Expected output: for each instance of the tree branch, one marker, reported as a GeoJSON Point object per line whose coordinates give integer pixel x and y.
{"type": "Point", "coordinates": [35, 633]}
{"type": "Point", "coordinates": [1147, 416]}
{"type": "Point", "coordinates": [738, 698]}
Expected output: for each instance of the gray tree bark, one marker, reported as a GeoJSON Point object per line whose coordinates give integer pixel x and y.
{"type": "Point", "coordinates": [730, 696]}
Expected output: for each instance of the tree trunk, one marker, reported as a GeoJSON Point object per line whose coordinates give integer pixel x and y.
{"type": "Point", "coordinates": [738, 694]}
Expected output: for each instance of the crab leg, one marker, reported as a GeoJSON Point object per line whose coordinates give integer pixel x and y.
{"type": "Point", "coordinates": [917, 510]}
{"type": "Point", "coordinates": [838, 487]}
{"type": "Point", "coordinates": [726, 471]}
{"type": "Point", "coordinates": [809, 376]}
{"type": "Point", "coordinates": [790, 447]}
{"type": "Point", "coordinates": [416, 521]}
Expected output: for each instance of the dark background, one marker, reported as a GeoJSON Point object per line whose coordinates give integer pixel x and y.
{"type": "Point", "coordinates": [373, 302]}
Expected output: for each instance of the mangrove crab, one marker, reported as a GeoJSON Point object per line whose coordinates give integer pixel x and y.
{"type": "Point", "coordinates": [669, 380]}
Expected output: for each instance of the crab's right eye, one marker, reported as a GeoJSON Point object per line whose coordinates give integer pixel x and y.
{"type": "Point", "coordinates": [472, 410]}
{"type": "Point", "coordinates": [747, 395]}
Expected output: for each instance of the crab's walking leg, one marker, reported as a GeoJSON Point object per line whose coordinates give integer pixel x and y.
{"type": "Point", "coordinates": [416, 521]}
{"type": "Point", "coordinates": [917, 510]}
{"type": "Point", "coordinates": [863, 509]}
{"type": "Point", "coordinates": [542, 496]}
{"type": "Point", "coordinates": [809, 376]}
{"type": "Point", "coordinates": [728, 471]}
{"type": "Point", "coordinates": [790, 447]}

:::::

Add -112 to each x and y point coordinate in the answers, and reproduce every line from the line with "Expected output: for each instance of the crab's walking" through the end of the records. Keep the request lines unchanged.

Correct output ▸
Expected output: for each instance of the crab's walking leg, one marker, reported as a GeoJSON Point object per line whose coordinates give integer pixel x and y.
{"type": "Point", "coordinates": [304, 409]}
{"type": "Point", "coordinates": [805, 398]}
{"type": "Point", "coordinates": [751, 397]}
{"type": "Point", "coordinates": [430, 384]}
{"type": "Point", "coordinates": [697, 264]}
{"type": "Point", "coordinates": [616, 359]}
{"type": "Point", "coordinates": [678, 335]}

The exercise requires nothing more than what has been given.